Exercise materials |
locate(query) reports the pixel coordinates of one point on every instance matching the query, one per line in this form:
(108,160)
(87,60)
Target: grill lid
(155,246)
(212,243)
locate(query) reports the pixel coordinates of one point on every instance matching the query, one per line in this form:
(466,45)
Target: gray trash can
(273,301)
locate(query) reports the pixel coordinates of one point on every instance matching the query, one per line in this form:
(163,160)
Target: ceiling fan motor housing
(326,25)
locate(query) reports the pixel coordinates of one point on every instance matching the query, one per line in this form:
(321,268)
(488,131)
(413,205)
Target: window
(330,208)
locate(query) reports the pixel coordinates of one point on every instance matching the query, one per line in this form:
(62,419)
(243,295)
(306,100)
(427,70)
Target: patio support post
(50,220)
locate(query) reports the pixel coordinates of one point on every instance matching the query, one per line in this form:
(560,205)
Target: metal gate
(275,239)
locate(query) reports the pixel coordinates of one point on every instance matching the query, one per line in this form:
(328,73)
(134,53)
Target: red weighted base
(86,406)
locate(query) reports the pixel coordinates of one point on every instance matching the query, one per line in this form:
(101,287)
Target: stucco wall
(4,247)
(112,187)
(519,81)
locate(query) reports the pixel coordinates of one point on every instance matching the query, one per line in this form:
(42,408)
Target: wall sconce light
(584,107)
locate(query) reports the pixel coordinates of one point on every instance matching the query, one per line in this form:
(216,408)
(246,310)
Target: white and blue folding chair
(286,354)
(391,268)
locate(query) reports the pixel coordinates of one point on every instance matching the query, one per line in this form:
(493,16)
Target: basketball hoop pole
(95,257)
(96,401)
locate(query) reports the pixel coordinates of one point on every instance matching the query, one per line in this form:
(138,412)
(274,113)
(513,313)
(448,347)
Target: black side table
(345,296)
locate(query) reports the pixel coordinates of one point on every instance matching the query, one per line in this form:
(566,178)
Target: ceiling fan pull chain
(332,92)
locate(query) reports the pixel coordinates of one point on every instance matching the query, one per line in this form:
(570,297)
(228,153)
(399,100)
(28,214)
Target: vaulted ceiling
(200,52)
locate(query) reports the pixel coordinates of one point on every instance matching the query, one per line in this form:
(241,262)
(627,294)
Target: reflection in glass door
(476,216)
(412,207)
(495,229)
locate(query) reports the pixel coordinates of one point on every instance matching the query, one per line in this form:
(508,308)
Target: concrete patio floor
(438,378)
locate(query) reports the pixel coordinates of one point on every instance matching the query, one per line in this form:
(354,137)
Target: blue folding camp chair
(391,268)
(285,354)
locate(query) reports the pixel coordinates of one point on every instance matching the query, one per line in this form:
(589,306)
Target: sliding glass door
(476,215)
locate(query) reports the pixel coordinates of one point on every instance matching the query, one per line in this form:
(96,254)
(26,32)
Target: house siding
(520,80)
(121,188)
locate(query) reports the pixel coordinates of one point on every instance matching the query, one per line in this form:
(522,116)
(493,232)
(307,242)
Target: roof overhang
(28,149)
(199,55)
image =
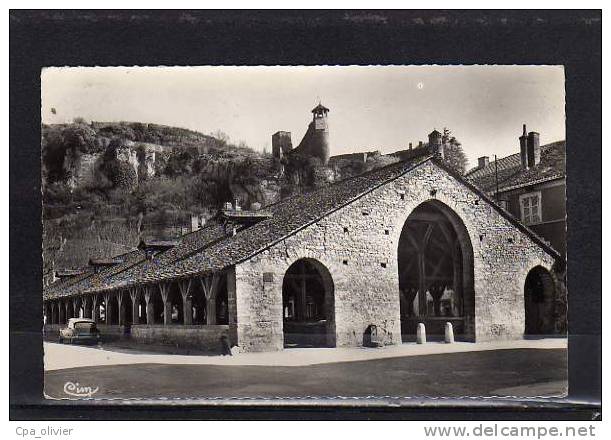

What you need to do | With the pictures removed, print the entries above exactly.

Exercise solution |
locate(query) reports the pixel coordinates of one point on every instance matching the query, one per line in this form:
(108,160)
(87,60)
Target: grill lid
(155,246)
(212,243)
locate(query) reports the pixel coordinates of one point on every instance matching the query, one per line in this form:
(466,45)
Target: gray trash can
(273,301)
locate(query) reports the pixel coordinates of one point on every instance matching the query, one per line in this form:
(163,160)
Target: ceiling fan motor housing
(326,25)
locate(query) reports the pixel coordinates of one point on every instance matching the query, one per line in this form:
(321,268)
(488,131)
(413,205)
Target: window
(330,208)
locate(query) reports the pixel coordinates of one point on every instance matching the query, one per line in this form:
(62,419)
(243,295)
(306,100)
(427,70)
Target: patio support post
(50,220)
locate(query) reports the pixel coordinates of one point on every instance matching the query, one per line in this form:
(560,205)
Target: metal gate
(275,239)
locate(query) reports the pixel coordinates of one point on every instance matching the query, one per line in this form:
(328,73)
(134,53)
Target: red weighted base
(86,406)
locate(query) reports the pixel coordinates of one point on every instance matching the query, one per line in this form:
(101,287)
Target: stucco wall
(4,247)
(112,187)
(519,81)
locate(query) reports the pixel coordinates of one point on every instance matching the query, one per line in this form:
(42,408)
Target: wall sconce light
(584,107)
locate(query) reports the pixel coordinates of one point on every instance matching the query, one per line in this form:
(216,408)
(246,310)
Target: white and blue folding chair
(286,354)
(391,268)
locate(query) reports the pixel coordinates of one point on every instance matching the query, one per line in this form:
(493,16)
Target: basketball hoop pole
(95,257)
(96,401)
locate(query) reports the pixel coordinates of one point on every instance matching the query, one per line in this form:
(138,412)
(274,113)
(513,313)
(448,347)
Target: black side table
(345,296)
locate(query) reports the pixel coordinates of one point on every instance matching the query, one per line in this form:
(566,178)
Target: ceiling fan pull chain
(332,92)
locate(query) reports the pixel coordinates of one point on every instance matching the query, one per line in this form:
(570,297)
(228,153)
(399,100)
(28,214)
Target: vaulted ceiling
(200,52)
locate(query) reports the pixel coordinates of one point on every instance matching the query, one per line in this form:
(241,262)
(627,294)
Target: reflection in glass door
(476,216)
(412,207)
(495,229)
locate(query) reports the pixel coordinates of one point on every instance matching the query, one per line in this form:
(508,308)
Target: concrete patio floor
(438,378)
locate(query) reports the pixel coordinates of one point on every instance matching the query, one per line in this form:
(354,137)
Target: blue folding camp chair
(391,268)
(285,354)
locate(query) reports the pixel coordinates of one point on every instance matching the query, one per line in this form:
(589,306)
Target: sliding glass door
(476,215)
locate(query) reports the pixel coordinates of one point on every instance matching the query, one per line in this form:
(96,254)
(26,32)
Target: house siding
(520,80)
(121,188)
locate(query) reports the pixel coordinates of one point on every instance matching the query, one per line in this form:
(522,116)
(493,232)
(307,242)
Target: roof overhang
(28,149)
(199,55)
image =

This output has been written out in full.